__EXTRACTED TEXT__

──────────────────────────────

# How Does Point Buy Work?



## Hawkson (Jul 25, 2006)

I have read in many threads about Point buys of 32 and 25 and the debate goes on and on.


What is the formula for a point buy system?

thanks


----------



## Hypersmurf (Jul 25, 2006)

All ability scores start at 8.

Spend a point to increase a score by 1.

Spend an extra point to increase a score by 1 above 14.

Spend another extra point to increase a score by 1 above 16.

-Hyp.


----------



## Whimsical (Jul 25, 2006)

The point buy method is described on pg. 169 of the 3.5 _Dungeon Masters Guide_. But it is not in the SRD.


----------



## werk (Jul 25, 2006)

DMG pg 169 - Ability Scores, 1. Standard Point Buy and 2. Non-Standard Point Buy.

Basically, you start at 8, then it costs whatever the current ability bonus is to increase the stat by 1, min 1.  To go from 8 to 9 costs 1 point, or to go from 17 to 18 costs 3.  You have an amount of points to spend however you see fit, usually 15 or higher.

I can attach an Excel sheet I use, of course, you need Excel to use it.
Type in point buy, type in stats, it'll do the rest.


----------



## Hawkson (Jul 25, 2006)

thanks for the info

i started creating my own excel sheet.  lets see how they match up


----------



## Question (Jul 25, 2006)

I always use this to calculate point buys : 

http://pathguy.com/cg35lite.htm


----------



## Malum (Jul 25, 2006)

I'm a victim of this all the time

my wife points and I go buy easy as pie.

Malum


----------



## Teydyn (Jul 26, 2006)

Malum said:
			
		

> my wife points and I go buy



Hell yeah


----------

──────────────────────────────

(Data records)

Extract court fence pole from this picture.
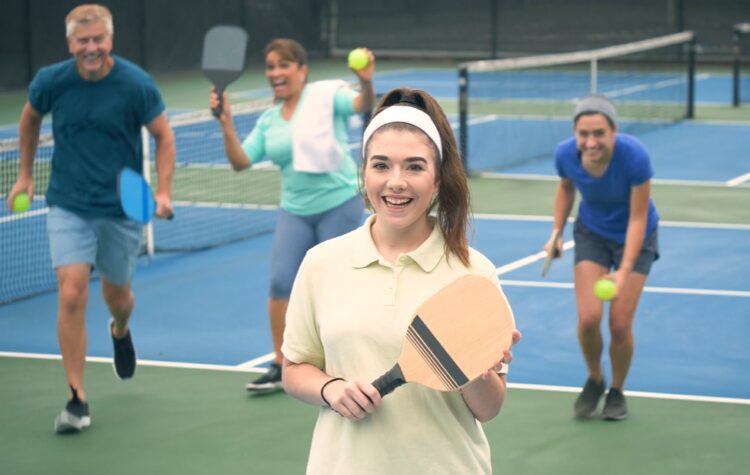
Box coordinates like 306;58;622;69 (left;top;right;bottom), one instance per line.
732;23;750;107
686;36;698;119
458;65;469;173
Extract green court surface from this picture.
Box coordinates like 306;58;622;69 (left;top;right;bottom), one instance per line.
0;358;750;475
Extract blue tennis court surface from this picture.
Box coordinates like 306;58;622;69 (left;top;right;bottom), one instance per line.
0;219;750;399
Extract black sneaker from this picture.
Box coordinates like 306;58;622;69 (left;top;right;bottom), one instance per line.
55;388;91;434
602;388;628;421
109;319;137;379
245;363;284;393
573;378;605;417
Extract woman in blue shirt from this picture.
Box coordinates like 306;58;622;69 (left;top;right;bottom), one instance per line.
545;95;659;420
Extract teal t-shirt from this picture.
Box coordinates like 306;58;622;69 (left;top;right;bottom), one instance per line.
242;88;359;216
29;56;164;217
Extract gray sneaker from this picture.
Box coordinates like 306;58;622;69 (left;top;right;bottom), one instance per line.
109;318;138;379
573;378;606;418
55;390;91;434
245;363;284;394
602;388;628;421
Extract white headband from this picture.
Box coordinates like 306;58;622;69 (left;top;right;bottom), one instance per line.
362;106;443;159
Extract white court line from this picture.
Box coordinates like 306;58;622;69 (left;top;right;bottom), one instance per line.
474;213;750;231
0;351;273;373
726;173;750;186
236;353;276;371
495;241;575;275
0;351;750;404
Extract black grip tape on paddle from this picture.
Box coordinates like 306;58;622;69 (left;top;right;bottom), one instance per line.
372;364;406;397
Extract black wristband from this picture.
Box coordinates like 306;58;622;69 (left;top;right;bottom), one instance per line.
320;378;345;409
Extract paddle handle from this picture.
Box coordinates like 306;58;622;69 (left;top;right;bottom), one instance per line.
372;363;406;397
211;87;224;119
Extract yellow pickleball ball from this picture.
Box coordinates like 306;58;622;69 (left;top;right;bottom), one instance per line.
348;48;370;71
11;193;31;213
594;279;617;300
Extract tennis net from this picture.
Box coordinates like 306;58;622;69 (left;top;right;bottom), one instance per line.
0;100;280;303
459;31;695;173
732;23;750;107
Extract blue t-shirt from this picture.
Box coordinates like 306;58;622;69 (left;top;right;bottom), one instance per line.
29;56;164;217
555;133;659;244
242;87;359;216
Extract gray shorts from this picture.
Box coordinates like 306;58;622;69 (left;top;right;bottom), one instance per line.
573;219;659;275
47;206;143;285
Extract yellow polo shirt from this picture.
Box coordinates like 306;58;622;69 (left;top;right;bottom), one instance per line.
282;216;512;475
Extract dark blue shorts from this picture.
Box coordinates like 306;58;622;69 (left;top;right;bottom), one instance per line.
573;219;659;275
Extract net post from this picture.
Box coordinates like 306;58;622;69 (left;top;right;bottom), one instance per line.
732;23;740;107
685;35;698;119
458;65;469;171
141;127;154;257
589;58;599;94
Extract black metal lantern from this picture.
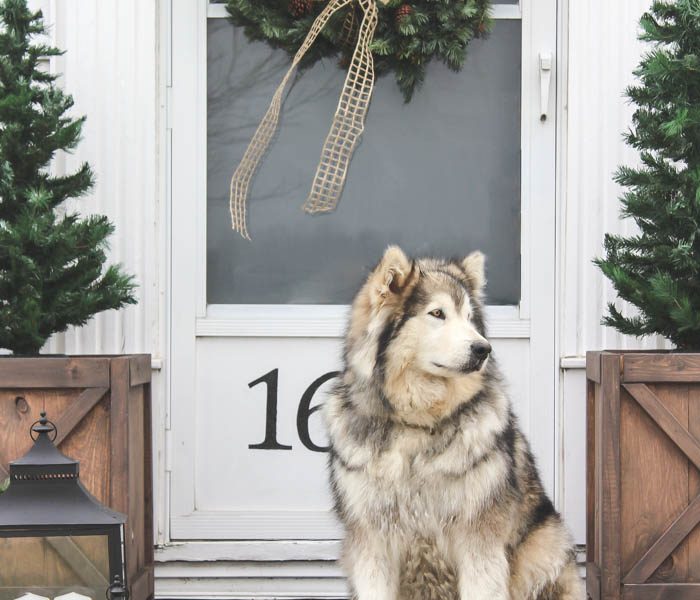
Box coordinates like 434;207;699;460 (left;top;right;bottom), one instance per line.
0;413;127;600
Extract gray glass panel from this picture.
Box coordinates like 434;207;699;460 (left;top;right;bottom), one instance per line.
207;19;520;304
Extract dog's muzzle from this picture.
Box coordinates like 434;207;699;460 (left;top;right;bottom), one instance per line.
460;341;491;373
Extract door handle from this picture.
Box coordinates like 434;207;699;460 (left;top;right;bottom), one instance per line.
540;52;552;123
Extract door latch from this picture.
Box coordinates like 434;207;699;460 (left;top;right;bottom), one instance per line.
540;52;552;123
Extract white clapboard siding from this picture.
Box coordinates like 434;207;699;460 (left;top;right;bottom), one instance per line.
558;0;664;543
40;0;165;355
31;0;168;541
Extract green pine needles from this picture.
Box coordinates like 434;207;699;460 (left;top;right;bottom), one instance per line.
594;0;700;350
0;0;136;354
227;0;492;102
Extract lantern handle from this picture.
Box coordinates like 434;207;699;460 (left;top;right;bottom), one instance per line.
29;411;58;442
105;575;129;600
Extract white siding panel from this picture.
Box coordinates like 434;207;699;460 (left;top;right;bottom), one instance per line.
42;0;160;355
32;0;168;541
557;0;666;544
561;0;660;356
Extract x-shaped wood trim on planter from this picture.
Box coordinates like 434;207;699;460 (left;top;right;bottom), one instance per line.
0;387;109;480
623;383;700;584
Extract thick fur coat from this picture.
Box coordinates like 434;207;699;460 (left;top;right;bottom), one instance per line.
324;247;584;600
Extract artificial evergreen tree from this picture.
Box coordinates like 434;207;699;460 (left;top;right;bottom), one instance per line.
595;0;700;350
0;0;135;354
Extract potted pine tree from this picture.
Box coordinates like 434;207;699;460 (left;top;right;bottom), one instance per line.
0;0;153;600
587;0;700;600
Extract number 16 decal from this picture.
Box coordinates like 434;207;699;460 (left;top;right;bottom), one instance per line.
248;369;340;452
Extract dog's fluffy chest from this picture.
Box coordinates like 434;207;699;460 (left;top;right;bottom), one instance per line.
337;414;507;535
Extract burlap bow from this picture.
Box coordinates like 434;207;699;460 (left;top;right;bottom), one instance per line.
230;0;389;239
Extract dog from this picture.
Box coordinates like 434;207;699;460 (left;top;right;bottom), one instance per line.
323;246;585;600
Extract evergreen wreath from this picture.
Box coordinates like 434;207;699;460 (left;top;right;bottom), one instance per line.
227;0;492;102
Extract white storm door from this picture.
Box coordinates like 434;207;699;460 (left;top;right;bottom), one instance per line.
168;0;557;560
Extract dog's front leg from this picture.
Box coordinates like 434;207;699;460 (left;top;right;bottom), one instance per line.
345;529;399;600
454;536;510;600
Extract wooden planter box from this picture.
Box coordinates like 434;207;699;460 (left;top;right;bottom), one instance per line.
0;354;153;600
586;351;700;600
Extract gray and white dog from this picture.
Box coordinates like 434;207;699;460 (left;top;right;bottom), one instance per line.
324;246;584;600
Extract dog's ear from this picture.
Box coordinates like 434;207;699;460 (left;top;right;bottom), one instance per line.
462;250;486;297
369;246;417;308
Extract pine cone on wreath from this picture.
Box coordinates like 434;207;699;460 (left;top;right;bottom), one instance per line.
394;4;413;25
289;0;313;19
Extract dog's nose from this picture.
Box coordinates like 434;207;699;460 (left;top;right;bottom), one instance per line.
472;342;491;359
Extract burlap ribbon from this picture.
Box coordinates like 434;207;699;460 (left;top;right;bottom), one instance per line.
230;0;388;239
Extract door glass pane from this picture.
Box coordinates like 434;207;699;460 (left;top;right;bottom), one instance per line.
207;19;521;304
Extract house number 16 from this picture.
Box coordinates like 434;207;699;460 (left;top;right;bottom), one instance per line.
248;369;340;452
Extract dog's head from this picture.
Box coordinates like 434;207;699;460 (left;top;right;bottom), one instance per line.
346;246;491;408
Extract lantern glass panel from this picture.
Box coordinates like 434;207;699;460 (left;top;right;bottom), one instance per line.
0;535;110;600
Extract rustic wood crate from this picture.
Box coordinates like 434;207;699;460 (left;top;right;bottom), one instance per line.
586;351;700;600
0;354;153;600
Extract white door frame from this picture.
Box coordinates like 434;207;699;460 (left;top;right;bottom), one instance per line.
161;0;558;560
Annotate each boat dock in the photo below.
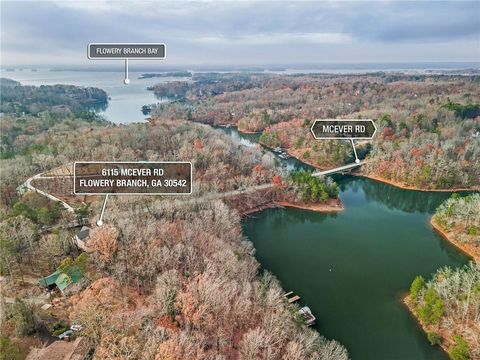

──────────────────────────────

__EXERCISES__
1 > Decide whether each statement agrees with the point buy thread. For each, answer yes or no and quote the deciding words. (a) Every ability score begins at 8. (b) The point buy method is included in the SRD. (c) Raising a score from 17 to 18 costs 3 points.
2 > According to the point buy thread, on which page of the 3.5 Dungeon Masters Guide is the point buy method described?
3 > Using the point buy thread, explain why going from 8 to 9 costs 1 point while going from 17 to 18 costs 3.

__RESULTS OF THE TASKS__
1 >
(a) Yes: "All ability scores start at 8."
(b) No: "But it is not in the SRD."
(c) Yes: "to go from 17 to 18 costs 3."

2 > Page 169.

3 > Raising a score by 1 costs whatever its current ability bonus is, with a minimum of 1 point. A score of 8 therefore costs the minimum of 1 point to raise, while a score of 17 costs 3 points.